Goal of the exercise:
Below are records with pictures. Reproduce exactly the lines from the line with "Objective — for every instance of the earring" to the line with "Objective — for every instance of the tower window", inclusive, and leave each picture out.

(Natural-language object grounding data)
##########
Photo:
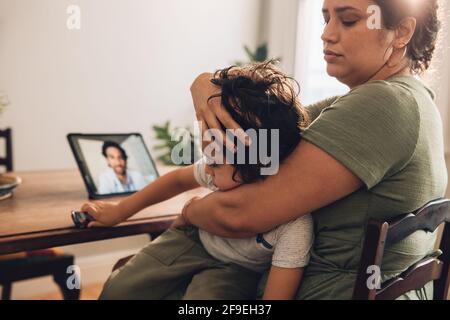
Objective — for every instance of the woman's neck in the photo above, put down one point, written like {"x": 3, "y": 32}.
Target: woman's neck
{"x": 387, "y": 72}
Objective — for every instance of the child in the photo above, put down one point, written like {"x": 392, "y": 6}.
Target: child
{"x": 188, "y": 263}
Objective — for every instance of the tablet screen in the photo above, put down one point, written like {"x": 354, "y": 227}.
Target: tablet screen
{"x": 113, "y": 164}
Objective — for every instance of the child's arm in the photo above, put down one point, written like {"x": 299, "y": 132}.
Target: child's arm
{"x": 165, "y": 187}
{"x": 282, "y": 283}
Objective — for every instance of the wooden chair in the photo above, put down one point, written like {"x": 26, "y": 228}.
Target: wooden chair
{"x": 384, "y": 234}
{"x": 381, "y": 234}
{"x": 27, "y": 265}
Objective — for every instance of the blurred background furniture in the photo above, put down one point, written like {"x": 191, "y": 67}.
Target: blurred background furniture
{"x": 7, "y": 160}
{"x": 384, "y": 234}
{"x": 32, "y": 264}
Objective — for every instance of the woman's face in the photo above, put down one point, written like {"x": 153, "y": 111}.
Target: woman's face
{"x": 354, "y": 52}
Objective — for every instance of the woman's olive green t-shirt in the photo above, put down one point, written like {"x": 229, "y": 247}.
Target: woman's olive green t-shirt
{"x": 389, "y": 134}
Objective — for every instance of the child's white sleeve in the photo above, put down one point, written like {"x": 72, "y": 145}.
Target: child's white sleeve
{"x": 200, "y": 175}
{"x": 294, "y": 242}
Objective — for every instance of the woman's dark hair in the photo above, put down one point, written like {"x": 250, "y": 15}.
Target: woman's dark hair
{"x": 112, "y": 144}
{"x": 423, "y": 43}
{"x": 260, "y": 96}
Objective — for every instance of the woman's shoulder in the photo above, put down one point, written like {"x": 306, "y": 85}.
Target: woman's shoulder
{"x": 382, "y": 98}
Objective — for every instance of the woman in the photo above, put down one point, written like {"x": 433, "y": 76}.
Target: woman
{"x": 376, "y": 152}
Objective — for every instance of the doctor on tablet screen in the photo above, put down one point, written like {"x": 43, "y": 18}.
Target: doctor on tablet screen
{"x": 117, "y": 179}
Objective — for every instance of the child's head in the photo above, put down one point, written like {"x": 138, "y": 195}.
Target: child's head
{"x": 258, "y": 96}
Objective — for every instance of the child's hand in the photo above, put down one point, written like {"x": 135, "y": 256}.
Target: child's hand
{"x": 106, "y": 214}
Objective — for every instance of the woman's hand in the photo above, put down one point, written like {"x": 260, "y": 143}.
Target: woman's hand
{"x": 106, "y": 214}
{"x": 211, "y": 113}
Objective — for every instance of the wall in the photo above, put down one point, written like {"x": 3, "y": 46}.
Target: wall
{"x": 130, "y": 66}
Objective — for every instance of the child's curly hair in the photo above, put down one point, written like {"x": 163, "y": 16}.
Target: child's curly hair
{"x": 260, "y": 96}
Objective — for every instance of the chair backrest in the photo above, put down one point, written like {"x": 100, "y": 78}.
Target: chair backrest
{"x": 384, "y": 234}
{"x": 7, "y": 161}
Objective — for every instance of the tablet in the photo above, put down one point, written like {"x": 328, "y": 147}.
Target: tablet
{"x": 112, "y": 164}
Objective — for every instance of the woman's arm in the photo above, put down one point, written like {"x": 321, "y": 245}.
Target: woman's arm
{"x": 165, "y": 187}
{"x": 282, "y": 283}
{"x": 308, "y": 180}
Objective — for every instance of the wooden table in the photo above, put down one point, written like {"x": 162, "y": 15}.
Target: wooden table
{"x": 38, "y": 214}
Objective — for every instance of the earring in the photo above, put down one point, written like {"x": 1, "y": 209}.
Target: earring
{"x": 400, "y": 60}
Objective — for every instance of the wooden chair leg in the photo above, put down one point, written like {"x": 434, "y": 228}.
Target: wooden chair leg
{"x": 6, "y": 291}
{"x": 68, "y": 294}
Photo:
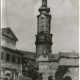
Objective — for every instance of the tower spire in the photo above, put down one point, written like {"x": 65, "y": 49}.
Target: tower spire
{"x": 44, "y": 3}
{"x": 44, "y": 36}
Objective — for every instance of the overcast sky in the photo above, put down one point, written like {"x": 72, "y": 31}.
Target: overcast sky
{"x": 20, "y": 16}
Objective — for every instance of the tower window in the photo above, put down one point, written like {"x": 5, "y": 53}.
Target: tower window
{"x": 18, "y": 60}
{"x": 7, "y": 57}
{"x": 13, "y": 58}
{"x": 42, "y": 28}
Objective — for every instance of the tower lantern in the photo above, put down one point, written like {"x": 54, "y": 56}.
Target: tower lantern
{"x": 43, "y": 37}
{"x": 44, "y": 3}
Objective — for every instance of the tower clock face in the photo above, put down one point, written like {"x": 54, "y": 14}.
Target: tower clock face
{"x": 42, "y": 19}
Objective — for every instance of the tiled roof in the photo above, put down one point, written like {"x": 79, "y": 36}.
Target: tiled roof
{"x": 69, "y": 55}
{"x": 12, "y": 50}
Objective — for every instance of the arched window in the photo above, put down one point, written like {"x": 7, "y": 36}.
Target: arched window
{"x": 42, "y": 19}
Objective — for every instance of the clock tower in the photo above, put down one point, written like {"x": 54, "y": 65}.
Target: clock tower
{"x": 43, "y": 37}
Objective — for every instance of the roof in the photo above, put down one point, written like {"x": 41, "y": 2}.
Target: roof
{"x": 9, "y": 33}
{"x": 53, "y": 57}
{"x": 29, "y": 55}
{"x": 68, "y": 55}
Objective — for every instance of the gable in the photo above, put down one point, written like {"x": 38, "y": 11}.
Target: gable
{"x": 7, "y": 32}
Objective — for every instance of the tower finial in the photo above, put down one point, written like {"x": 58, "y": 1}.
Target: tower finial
{"x": 44, "y": 3}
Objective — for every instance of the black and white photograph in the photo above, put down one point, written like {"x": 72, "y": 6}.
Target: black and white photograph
{"x": 39, "y": 39}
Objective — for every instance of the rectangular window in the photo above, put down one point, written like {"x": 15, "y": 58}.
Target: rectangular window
{"x": 7, "y": 57}
{"x": 13, "y": 59}
{"x": 1, "y": 55}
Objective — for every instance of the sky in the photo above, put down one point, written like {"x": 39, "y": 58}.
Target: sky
{"x": 21, "y": 17}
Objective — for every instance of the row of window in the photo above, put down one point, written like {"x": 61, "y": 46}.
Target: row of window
{"x": 13, "y": 57}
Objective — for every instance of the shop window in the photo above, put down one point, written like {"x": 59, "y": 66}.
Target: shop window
{"x": 13, "y": 59}
{"x": 7, "y": 57}
{"x": 1, "y": 55}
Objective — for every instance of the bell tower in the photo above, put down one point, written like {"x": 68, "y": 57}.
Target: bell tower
{"x": 43, "y": 37}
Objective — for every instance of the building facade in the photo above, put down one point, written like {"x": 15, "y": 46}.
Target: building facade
{"x": 41, "y": 65}
{"x": 11, "y": 58}
{"x": 62, "y": 66}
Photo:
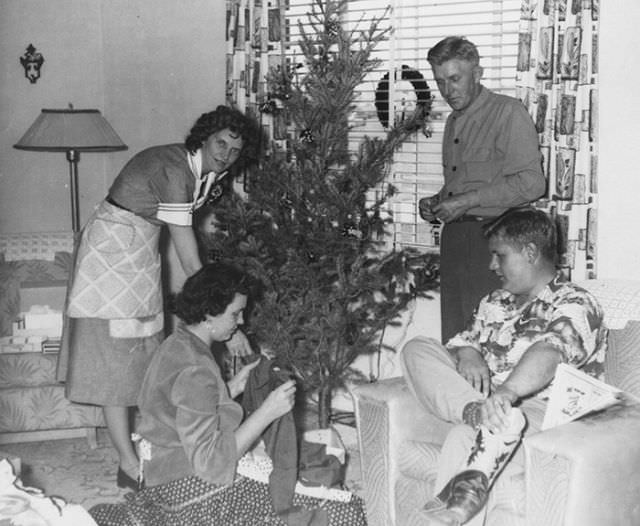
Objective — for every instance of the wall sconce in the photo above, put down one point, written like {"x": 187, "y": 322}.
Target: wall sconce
{"x": 32, "y": 62}
{"x": 71, "y": 131}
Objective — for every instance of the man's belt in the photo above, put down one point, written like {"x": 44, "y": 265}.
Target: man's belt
{"x": 470, "y": 218}
{"x": 113, "y": 202}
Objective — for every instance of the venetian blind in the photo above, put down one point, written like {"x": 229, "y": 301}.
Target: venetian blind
{"x": 416, "y": 26}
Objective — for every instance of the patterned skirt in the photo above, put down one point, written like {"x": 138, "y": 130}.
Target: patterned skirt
{"x": 191, "y": 501}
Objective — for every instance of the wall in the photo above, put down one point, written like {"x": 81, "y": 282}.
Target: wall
{"x": 151, "y": 66}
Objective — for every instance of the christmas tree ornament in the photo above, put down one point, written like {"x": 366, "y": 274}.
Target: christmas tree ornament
{"x": 332, "y": 27}
{"x": 307, "y": 136}
{"x": 268, "y": 106}
{"x": 214, "y": 194}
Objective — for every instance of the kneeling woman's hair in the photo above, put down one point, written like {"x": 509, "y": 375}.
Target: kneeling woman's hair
{"x": 210, "y": 291}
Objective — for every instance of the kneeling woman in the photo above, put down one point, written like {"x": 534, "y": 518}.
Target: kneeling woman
{"x": 188, "y": 414}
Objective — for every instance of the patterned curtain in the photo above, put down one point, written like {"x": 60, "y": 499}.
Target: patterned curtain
{"x": 557, "y": 79}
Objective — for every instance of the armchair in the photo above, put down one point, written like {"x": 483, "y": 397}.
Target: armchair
{"x": 585, "y": 473}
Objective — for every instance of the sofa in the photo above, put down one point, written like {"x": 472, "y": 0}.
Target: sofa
{"x": 584, "y": 473}
{"x": 34, "y": 271}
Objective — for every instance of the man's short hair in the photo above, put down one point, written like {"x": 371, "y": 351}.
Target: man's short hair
{"x": 451, "y": 48}
{"x": 520, "y": 226}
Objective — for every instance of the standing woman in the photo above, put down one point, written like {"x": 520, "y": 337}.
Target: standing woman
{"x": 115, "y": 305}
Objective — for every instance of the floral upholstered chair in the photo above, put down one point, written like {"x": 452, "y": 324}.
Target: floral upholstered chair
{"x": 585, "y": 473}
{"x": 32, "y": 401}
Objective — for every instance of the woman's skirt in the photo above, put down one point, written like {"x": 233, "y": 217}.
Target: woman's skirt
{"x": 114, "y": 314}
{"x": 191, "y": 501}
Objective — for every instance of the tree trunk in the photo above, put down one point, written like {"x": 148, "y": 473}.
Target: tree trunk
{"x": 324, "y": 406}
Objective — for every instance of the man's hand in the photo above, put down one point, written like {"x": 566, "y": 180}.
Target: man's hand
{"x": 495, "y": 409}
{"x": 239, "y": 345}
{"x": 473, "y": 368}
{"x": 452, "y": 207}
{"x": 426, "y": 204}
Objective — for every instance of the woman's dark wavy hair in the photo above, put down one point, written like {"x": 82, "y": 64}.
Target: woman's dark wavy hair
{"x": 225, "y": 117}
{"x": 520, "y": 226}
{"x": 210, "y": 291}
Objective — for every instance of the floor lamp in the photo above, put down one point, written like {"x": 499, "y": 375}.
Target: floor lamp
{"x": 71, "y": 131}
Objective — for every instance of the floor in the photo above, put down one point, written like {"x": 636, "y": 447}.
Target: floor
{"x": 70, "y": 469}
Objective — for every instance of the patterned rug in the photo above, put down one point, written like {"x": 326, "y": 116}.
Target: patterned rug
{"x": 80, "y": 475}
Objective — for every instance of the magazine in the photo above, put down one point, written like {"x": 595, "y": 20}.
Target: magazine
{"x": 575, "y": 394}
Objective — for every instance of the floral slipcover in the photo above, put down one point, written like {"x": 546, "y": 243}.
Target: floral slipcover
{"x": 30, "y": 397}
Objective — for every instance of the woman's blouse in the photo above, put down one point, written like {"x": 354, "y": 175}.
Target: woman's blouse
{"x": 159, "y": 184}
{"x": 187, "y": 414}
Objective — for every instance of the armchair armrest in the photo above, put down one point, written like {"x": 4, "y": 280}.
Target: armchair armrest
{"x": 387, "y": 414}
{"x": 586, "y": 473}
##########
Output of the exercise:
Objective — for every instance of the earring in the photo above, put down one point, written like {"x": 1, "y": 209}.
Target: earring
{"x": 400, "y": 60}
Objective — for every instance of the wooden chair leg in the photo above, put down one point, written like {"x": 434, "y": 228}.
Target: wooden chair leg
{"x": 6, "y": 291}
{"x": 68, "y": 294}
Photo:
Objective — for every instance of the tower spire in the photo above, put down one point, written like {"x": 65, "y": 49}.
Target: tower spire
{"x": 44, "y": 3}
{"x": 44, "y": 36}
Objective — for every instance of the overcast sky in the photo above, put down one point, written like {"x": 72, "y": 31}.
Target: overcast sky
{"x": 20, "y": 16}
Objective — for every instance of the tower window in the photo above, put down one point, written like {"x": 5, "y": 53}.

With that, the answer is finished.